Required work - Return each line of the listing below that contains the word "first".

Data to process -
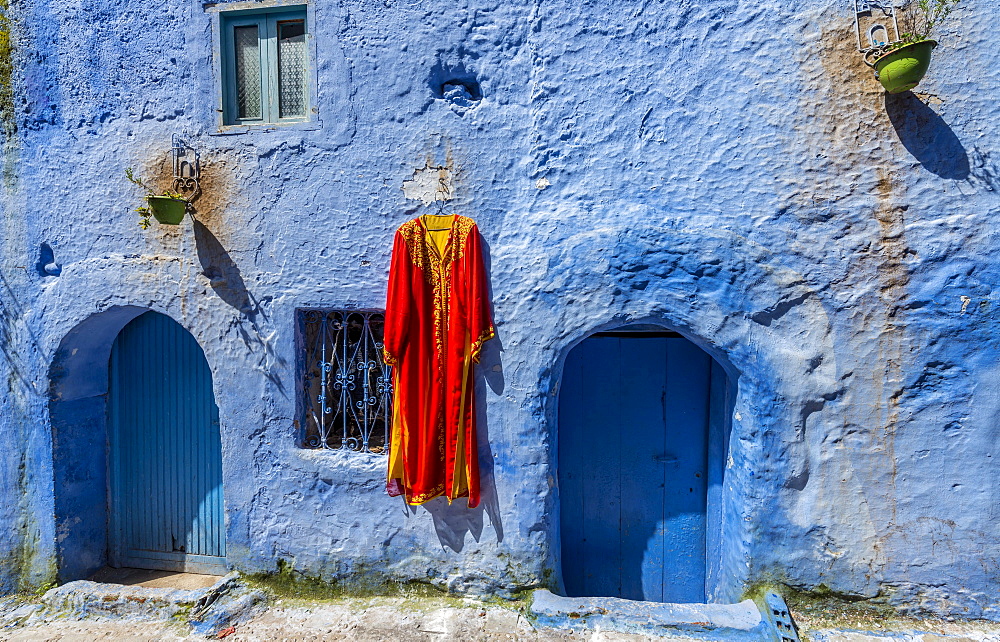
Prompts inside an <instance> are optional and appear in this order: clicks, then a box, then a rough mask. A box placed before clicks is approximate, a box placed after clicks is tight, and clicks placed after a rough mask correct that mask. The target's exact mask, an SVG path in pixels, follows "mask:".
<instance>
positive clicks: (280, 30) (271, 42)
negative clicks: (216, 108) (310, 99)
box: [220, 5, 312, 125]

==

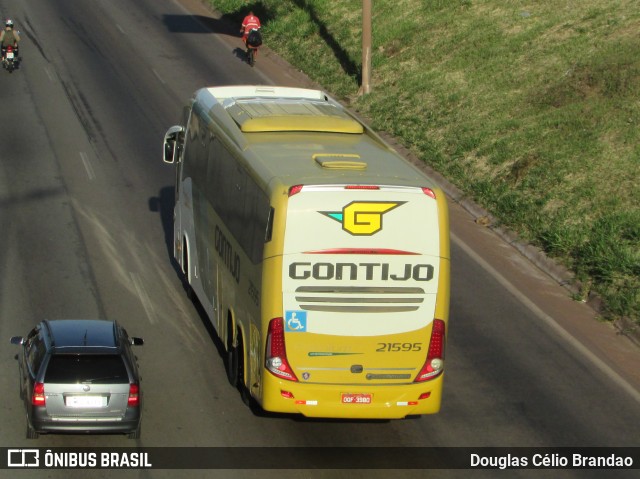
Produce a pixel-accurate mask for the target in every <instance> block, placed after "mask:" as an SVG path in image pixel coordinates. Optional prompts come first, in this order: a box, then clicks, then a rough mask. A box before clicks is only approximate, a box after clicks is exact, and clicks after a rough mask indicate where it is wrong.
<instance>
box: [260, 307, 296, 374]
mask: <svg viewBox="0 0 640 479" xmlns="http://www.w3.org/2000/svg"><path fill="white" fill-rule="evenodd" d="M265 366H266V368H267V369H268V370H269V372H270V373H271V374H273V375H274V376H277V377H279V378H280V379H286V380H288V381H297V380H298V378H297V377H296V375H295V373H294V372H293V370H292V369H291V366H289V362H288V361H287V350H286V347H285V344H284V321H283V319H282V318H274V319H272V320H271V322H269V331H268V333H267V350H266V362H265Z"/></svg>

Exercise result -
Produce a pixel-accurate mask for the target in every <instance> block, placed after "mask:" as an SVG path in image pixel coordinates. Optional prompts come first, in this order: a box, then clicks, then a rough mask. A box before clicks is only approximate, a box after clicks is exact, and clicks after a rough mask indicate where it is wrong.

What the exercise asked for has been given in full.